Provided passage:
---

Floyd Wagoner, who manages marketing for Motorola’s IPTV operations, said GPON is more than just a pipe, it allows for a whole new business model. That’s because customers increasingly need not just super fast downstream connections, but also big upstream pipes to carry stuff like home video to their family and friends, he says. Motorola’s GPON solution, which is a blade in the company’s AXS2200 solution, will be available in May.
The company also is doing a proof-of-concept demo at the show in which high-def IP video is running over an unlicensed, broadband wireless link established by Motorola’s Canopy equipment. Motorola also is talking at the show about its WiMAX solution, which is not a Canopy solution but is based on some of the knowledge gained from the product line, Wagoner said.
But whatever the access technology, Wagoner noted there is a massive shift in consumer behavior in terms of a growing demand for big bandwidth. Service providers can take advantage of that demand, he said, by partnering with content providers to offer a higher grade customer experience for select users. For example, a telco might consider joining forces with Apple to offer more bandwidth to premium customers of the iTunes store. In this scenario, either the subscriber could pay for more bandwidth to download iTunes or Apple could subsidize that bandwidth bump in an effort to increase the customer’s spending during the store visit, Wagoner said.

---

Given information:
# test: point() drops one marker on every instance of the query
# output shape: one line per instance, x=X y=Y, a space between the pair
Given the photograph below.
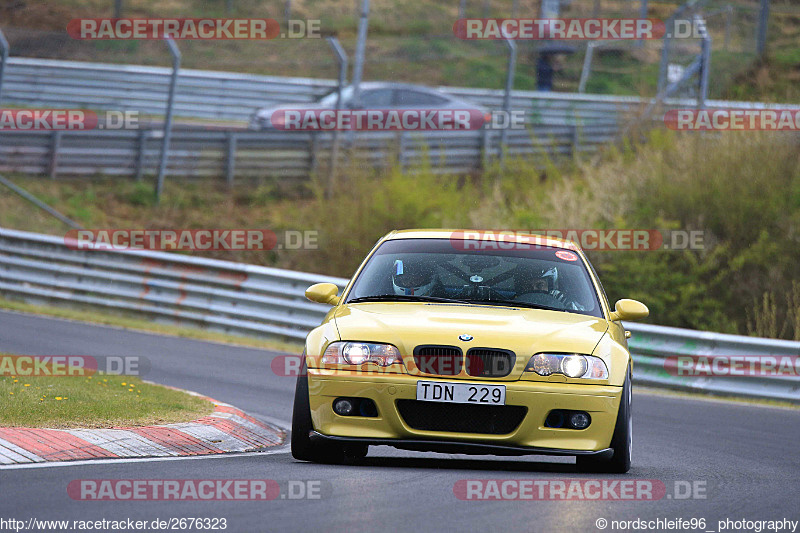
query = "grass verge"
x=138 y=324
x=99 y=401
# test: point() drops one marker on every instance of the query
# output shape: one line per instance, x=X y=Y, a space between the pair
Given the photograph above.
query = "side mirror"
x=629 y=310
x=324 y=293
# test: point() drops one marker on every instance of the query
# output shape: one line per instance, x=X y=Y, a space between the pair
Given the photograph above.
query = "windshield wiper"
x=405 y=298
x=515 y=303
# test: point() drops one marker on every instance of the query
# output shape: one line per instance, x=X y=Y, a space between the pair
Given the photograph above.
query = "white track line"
x=284 y=448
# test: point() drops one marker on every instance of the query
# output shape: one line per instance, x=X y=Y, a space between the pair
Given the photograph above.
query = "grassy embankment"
x=742 y=189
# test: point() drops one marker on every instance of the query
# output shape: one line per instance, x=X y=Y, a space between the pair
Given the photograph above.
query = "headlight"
x=571 y=365
x=358 y=353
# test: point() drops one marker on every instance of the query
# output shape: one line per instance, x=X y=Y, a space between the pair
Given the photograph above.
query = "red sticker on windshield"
x=566 y=256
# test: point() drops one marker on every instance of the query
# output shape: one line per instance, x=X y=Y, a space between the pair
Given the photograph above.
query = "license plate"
x=431 y=391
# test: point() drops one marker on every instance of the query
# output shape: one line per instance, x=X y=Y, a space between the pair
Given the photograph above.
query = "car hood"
x=523 y=331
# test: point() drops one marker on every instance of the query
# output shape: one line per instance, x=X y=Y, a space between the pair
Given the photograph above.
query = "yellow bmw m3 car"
x=468 y=342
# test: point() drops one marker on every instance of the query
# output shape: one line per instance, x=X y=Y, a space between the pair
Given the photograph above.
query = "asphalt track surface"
x=747 y=458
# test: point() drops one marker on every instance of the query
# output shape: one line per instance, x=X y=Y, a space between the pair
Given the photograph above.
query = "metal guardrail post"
x=361 y=43
x=162 y=166
x=230 y=160
x=587 y=64
x=141 y=146
x=728 y=22
x=341 y=58
x=642 y=15
x=510 y=71
x=485 y=147
x=4 y=51
x=54 y=148
x=38 y=203
x=401 y=146
x=763 y=21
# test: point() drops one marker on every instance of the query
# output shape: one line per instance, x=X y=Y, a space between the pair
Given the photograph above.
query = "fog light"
x=579 y=420
x=574 y=366
x=343 y=407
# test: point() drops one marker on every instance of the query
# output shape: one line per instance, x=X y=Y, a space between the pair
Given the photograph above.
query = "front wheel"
x=303 y=448
x=621 y=441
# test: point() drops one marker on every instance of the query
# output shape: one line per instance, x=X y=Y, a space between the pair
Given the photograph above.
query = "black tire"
x=303 y=448
x=621 y=441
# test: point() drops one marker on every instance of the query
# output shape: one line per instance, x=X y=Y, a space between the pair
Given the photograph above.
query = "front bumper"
x=531 y=436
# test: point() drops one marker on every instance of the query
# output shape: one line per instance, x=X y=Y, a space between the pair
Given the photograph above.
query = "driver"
x=412 y=277
x=546 y=282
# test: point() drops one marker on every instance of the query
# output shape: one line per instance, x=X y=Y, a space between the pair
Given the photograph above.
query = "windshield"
x=436 y=269
x=330 y=98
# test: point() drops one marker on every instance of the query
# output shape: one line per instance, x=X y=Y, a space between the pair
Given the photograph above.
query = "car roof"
x=509 y=236
x=399 y=85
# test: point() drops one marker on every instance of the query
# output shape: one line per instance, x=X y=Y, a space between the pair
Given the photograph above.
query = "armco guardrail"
x=277 y=155
x=250 y=299
x=233 y=96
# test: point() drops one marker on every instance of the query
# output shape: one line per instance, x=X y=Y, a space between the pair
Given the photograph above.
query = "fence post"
x=4 y=50
x=705 y=68
x=512 y=60
x=361 y=43
x=401 y=146
x=55 y=147
x=341 y=57
x=162 y=166
x=587 y=64
x=642 y=15
x=141 y=147
x=230 y=166
x=728 y=22
x=313 y=148
x=575 y=141
x=763 y=21
x=486 y=147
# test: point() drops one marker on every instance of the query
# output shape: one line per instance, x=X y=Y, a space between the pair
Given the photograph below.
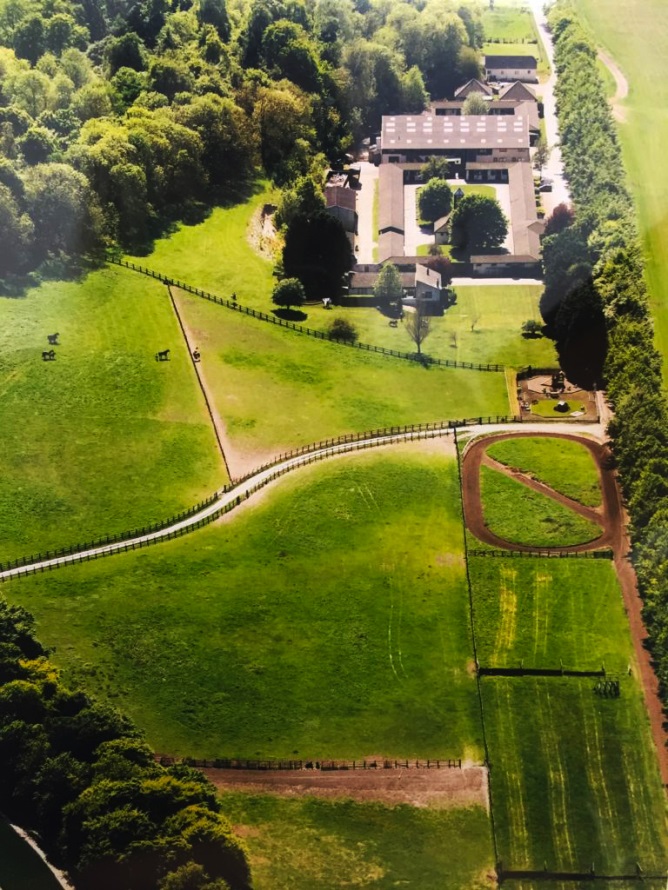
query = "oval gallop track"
x=609 y=516
x=614 y=535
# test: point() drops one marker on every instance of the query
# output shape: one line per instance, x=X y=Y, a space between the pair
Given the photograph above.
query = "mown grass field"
x=329 y=620
x=565 y=466
x=546 y=613
x=216 y=254
x=635 y=34
x=20 y=867
x=484 y=325
x=574 y=777
x=276 y=389
x=518 y=514
x=311 y=844
x=104 y=438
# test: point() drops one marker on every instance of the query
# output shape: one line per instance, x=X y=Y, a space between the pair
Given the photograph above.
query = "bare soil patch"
x=435 y=788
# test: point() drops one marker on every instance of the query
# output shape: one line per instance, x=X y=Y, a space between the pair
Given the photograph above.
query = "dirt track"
x=612 y=518
x=436 y=788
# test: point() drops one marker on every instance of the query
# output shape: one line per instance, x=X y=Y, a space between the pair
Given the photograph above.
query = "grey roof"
x=517 y=90
x=473 y=86
x=510 y=62
x=430 y=132
x=390 y=198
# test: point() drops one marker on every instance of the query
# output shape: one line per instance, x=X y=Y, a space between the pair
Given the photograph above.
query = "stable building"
x=511 y=68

---

To be done: Carry on the report on Motorola's GPON and IPTV plans, writing what follows its final sentence.

Final result:
That kind of ties in to a larger concept Wagoner and Steve Hersey, Motorola’s senior director of marketing for FTTP networks, have been promoting, called “turbo button.” In this scenario, a customer that typically subscribers to 2mbps of bandwidth could opt to increase their bandwidth to 5mbps, for example, for a temporary period of time, said Hersey, adding that today’s networks already are engineered with dynamic bandwidth allocation. There’s always a business model that can be built around more bandwidth,” Hersey said.
Indeed. Wagoner continued that 35-36mbps is now “the baseline” of bandwidth required into the new digital home. He noted that HDTV is beyond the early adoption phase, and that in the future some homes will even have two HD-capable TVs.
Hersey added that some carriers believe DSL and 20mbps is enough, but he said such business models are “at risk” given other service providers will offer more bandwidth, which will enable them to offer more and better service options. “I think it’s a very dangerous game,” he said, adding that Motorola’s GPON has tested out to deliver more than 900mbps to the end user. GPON, he said, gives carriers the headroom they need to scale their networks.